### TEXTAUSSCHNITT
------

Lange Zeit haben die Christen aus diesen Kulturen die Europäische Theologie
studiert. Jetzt ist es Zeit, dass wir nachziehen und auch die Theologien diesen
jungen Kirchen wahrnehmen.
Religiöse
Erfahrungen, auch christlich-religiöse Identitäten, machen sich
immer mehr in einem interkulturellen Zwischenraum fest. Viele Menschen sind
durch die Globalisierung Träger von mehreren Kulturen geworden. Die
interkulturelle Theologie ist eine Disziplin innerhalb des Fächerkanons der
Theologie, die für das kulturelle Umfeld von Glaube und Religion sensibel
macht. Wir brauchen heute diese Sensibilität und auch das Verstehen anderer
Kulturen, verschiedener Spiritualitäten und religiöser Ausdruckformen. Obwohl die
interkulturelle Theologie an verschiedenen Theologischen Fakultäten ein neues
Fach geworden ist, repräsentiert dieses Fach meiner Meinung nach eher eine neue
Perspektive,
die in fast alle theologischen Disziplinen eine wichtige Rolle spielen sollte.
Zum
anderen ist mir das Christentum selbst erst durch eine Begegnung sehr
früh in meiner Biografie mit einer Kirche in Afrika plausibel geworden. Damals
war ich eher gelangweilt von der Kirche in Deutschland und lutherische Christen
in Tansania haben sozusagen meinen Glauben wieder gerettet durch ihre Vitalität,
ihre Freude an Christus, ihre Begeisterung und ihre Gastfreundschaft, auch ihre
Musik, afrikanische Musik natürlich! Das war von Anfang an für mich eine sehr
positive Erfahrung.
Wie
können wir heute die interkulturelle Theologie in den interreligiösen Dialog
einbringen?
Das
ist eine schwierige Frage. Ich glaube, dass wir unsere Erfahrungen des
“Fremden” aus der interkulturellen Theologie mit in die Begegnung in den
interreligiösen Dialog sozusagen mitnehmen können. Erst einmal geht es da auch
um ein Verstehen, auch wenn wir meinen, dass uns dieses Andere schon immer
irgendwie bekannt sein müsste. Aber das ist es nicht immer. Trotzdem müssen
Fremdheitserfahrungen nicht unbedingt negative Erfahrungen sein. Es kann auch
einfach bedeuten, dass ich meinen Horizont erweitere und lerne Dinge anders zu
sehen. Das können wir schon vorab üben. Obwohl mir manchmal auch bestimmte
Formen der christlichen Religion z.B. inzwischen fremder sind, als die Ansicht
von Buddhismus.

------

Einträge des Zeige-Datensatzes
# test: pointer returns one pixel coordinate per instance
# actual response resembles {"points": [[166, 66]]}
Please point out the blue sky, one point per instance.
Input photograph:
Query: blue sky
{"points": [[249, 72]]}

------

### ZU ERLEDIGENDE AUFGABEN
1) Prüfe anhand des Textausschnitts, ob die folgenden Aussagen zutreffen. Beantworte jede mit Ja oder Nein und zitiere die entscheidenden Worte wörtlich. (a) Die interkulturelle Theologie wird als Disziplin innerhalb des Fächerkanons der Theologie bezeichnet. (b) Die Begegnung mit einer Kirche in Afrika fand spät in der Biografie statt. (c) Fremdheitserfahrungen sind laut Text immer negative Erfahrungen.
2) In welchem Land lebten laut dem Textausschnitt die lutherischen Christen, die den Glauben sozusagen wieder gerettet haben?
3) Gib im Textausschnitt alles von „Lange Zeit haben“ bis hinunter zu „jungen Kirchen wahrnehmen.“ erneut wieder und setze dabei „Gemeinden“ an die Stelle von „Kirchen“.

### ERGEBNISSE JE AUFGABE
1)
(a) Ja: „Die interkulturelle Theologie ist eine Disziplin innerhalb des Fächerkanons der Theologie“
(b) Nein: „sehr früh in meiner Biografie“
(c) Nein: „Trotzdem müssen Fremdheitserfahrungen nicht unbedingt negative Erfahrungen sein.“

2) In Tansania.

3)
Lange Zeit haben die Christen aus diesen Kulturen die Europäische Theologie
studiert. Jetzt ist es Zeit, dass wir nachziehen und auch die Theologien diesen
jungen Gemeinden wahrnehmen.